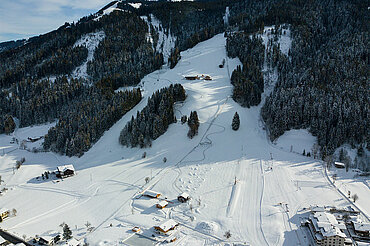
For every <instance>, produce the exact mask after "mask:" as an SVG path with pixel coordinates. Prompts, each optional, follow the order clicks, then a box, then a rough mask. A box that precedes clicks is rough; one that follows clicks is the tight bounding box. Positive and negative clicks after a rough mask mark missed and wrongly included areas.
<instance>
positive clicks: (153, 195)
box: [143, 190, 161, 198]
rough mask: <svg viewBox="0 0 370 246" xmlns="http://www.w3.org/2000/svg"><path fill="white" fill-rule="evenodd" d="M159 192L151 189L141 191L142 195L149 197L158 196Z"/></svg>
mask: <svg viewBox="0 0 370 246" xmlns="http://www.w3.org/2000/svg"><path fill="white" fill-rule="evenodd" d="M160 195H161V193H159V192H156V191H152V190H146V191H144V193H143V196H146V197H150V198H158V197H160Z"/></svg>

====================

## PROBLEM DETAILS
What is needed is an exact copy of all the data, with no images in it.

## RESULT FOR THIS TASK
For every <instance>, produce the exact mask after "mask:" as an SVG path with pixel coordinates. Prompts, each optional, follow the order clicks, then a box, then a rough mask. A box that precedes clicks is rough; one that follows clicks is the tight bounding box. Positive and negative clicks after a rough mask mark missed and wrongly included areas.
<instance>
positive clicks: (153, 195)
box: [143, 190, 161, 198]
rough mask: <svg viewBox="0 0 370 246" xmlns="http://www.w3.org/2000/svg"><path fill="white" fill-rule="evenodd" d="M159 192L151 189L141 191L142 195L149 197L158 196Z"/></svg>
mask: <svg viewBox="0 0 370 246" xmlns="http://www.w3.org/2000/svg"><path fill="white" fill-rule="evenodd" d="M160 195H161V193H159V192H156V191H152V190H146V191H144V193H143V196H146V197H150V198H158V197H160Z"/></svg>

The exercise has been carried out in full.